- [SHORT TASK]:
Copy the stretch from the line containing "Put a dot on the chimney" through the end of the material, reproducing every line unchanged.

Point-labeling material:
- - - -
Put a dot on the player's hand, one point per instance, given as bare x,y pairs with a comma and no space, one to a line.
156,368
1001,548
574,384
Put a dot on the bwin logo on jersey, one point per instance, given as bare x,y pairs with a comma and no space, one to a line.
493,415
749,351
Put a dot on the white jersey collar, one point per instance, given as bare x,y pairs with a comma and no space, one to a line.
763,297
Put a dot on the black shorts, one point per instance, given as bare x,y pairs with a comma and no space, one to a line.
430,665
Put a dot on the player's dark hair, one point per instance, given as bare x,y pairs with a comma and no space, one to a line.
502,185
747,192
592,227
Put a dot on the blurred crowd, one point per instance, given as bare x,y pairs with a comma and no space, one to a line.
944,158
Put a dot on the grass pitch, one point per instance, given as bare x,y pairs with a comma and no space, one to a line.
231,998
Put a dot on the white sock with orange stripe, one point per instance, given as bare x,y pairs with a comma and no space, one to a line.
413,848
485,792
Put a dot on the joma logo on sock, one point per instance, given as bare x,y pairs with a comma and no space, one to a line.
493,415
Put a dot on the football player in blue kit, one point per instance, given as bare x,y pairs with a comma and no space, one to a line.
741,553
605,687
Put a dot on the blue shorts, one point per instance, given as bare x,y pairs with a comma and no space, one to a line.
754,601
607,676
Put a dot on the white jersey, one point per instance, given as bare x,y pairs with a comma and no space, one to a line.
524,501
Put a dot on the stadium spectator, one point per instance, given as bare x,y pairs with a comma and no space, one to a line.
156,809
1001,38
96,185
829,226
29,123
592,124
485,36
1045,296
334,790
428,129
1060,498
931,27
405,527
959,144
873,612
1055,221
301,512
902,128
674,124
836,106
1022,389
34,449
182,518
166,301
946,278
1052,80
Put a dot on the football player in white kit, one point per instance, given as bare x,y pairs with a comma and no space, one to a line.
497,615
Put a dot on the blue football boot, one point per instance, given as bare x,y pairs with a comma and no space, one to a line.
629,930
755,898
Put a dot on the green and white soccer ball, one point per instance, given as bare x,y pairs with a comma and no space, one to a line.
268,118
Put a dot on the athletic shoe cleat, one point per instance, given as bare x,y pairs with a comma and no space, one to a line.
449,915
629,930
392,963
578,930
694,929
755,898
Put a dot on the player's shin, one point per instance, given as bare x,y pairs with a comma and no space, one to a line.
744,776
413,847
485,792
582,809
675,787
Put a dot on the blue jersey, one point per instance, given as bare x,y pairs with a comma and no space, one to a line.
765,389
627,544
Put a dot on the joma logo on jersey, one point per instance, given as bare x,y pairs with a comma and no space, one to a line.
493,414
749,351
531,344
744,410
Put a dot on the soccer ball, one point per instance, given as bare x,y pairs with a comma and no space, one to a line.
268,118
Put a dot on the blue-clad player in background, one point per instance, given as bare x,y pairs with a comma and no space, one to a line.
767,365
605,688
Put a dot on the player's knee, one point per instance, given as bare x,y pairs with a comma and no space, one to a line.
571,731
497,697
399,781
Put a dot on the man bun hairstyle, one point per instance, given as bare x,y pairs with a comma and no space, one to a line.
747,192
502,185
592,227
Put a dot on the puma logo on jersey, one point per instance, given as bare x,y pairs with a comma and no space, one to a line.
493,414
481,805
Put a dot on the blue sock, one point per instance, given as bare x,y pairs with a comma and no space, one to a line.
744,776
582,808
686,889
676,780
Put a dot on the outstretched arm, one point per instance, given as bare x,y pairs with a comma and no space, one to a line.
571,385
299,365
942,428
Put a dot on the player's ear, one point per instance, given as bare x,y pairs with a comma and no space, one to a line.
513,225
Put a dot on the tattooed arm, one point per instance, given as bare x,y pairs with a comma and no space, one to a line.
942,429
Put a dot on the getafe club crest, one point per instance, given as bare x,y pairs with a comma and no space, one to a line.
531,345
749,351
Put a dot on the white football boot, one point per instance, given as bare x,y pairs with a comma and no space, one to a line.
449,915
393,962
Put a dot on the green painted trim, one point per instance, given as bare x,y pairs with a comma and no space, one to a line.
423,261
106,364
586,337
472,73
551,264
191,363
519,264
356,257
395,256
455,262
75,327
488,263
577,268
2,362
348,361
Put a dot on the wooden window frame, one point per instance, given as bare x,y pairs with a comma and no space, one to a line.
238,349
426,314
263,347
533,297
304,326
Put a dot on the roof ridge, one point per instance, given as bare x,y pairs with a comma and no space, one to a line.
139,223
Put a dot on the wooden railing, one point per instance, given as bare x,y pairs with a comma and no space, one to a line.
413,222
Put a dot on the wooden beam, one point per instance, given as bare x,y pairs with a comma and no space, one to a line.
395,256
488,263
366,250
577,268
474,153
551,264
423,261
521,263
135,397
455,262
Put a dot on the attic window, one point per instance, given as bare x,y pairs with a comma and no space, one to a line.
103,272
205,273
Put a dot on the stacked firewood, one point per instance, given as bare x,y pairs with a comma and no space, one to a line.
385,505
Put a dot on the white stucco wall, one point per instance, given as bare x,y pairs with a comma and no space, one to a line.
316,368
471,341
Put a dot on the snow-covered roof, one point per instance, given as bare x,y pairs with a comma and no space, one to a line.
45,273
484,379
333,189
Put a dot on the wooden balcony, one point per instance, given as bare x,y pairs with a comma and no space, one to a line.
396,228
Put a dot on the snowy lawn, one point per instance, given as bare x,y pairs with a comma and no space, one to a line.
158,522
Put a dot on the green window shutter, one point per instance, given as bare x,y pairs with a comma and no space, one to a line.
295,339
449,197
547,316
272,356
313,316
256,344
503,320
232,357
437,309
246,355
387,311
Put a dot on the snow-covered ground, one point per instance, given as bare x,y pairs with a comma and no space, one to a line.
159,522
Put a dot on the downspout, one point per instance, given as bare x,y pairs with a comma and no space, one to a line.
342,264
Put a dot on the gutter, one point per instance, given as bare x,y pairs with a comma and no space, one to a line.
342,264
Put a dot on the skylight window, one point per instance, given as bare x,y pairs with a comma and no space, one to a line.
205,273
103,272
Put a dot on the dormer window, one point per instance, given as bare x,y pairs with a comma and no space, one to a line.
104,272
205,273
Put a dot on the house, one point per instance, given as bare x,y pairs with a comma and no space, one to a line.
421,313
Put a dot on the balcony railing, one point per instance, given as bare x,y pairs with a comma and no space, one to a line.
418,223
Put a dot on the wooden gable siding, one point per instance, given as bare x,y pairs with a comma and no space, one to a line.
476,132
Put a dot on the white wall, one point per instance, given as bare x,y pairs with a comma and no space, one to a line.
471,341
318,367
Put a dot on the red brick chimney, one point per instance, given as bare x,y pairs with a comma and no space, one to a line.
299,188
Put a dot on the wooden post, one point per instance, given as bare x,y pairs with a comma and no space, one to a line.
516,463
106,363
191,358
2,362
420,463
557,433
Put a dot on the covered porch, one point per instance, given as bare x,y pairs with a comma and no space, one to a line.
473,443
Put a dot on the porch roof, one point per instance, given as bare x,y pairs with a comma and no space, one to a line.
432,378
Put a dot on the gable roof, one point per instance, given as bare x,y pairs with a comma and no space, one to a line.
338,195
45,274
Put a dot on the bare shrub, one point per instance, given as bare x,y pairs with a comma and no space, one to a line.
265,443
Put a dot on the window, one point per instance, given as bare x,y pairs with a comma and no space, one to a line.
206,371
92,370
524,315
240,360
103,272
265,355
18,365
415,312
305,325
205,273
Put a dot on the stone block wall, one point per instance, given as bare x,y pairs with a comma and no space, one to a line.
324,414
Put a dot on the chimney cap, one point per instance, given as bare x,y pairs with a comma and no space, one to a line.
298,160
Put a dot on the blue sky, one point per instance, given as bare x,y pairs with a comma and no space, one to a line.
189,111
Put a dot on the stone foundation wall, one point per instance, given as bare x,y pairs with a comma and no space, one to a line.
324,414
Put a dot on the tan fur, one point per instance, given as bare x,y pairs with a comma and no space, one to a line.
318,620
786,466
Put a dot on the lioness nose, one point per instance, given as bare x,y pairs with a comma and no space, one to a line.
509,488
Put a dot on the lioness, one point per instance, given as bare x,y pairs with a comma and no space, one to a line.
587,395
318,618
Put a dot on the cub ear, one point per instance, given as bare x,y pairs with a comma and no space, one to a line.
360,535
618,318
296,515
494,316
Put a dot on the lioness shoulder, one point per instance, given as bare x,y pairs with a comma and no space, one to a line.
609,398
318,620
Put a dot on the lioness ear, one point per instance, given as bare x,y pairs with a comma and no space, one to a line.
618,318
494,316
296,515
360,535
- - - -
- [WORKED ANSWER]:
Put a dot on the chimney cap, one point per instance, given as bare x,y pairs with a comma and no space, one to a line.
298,160
Put a dot on the blue sky, one point per instance, given as bare x,y pairs with a comma and no space, one to a line.
189,111
Put a dot on the stone foundation wall, one point per instance, given as bare x,y pairs with a comma and no space, one to a line.
324,414
Put a dot on the tan fur, one point per instance, given as bare x,y pairs with a comma and no space, one to a line.
318,620
786,466
Put a dot on the lioness nose, one point per instance, given as bare x,y pairs with a comma and no space, one to a line.
509,488
Put a dot on the lioness, one point per instance, given as bare x,y pairs with a comma and no space, one to a line.
587,395
318,618
Put a dot on the cub ear, one point per instance, given as bare x,y pairs with a comma and no space, one to a line.
360,535
618,318
296,515
494,316
Put a dot on the lioness shoulder, one point per instance, given as bare x,y pairs with a comma and no space, one to a line.
609,398
318,620
Put a dot on the lioness ear, one point per instance, given as bare x,y pairs with a comma and no space, one to a line.
618,318
494,316
296,515
360,535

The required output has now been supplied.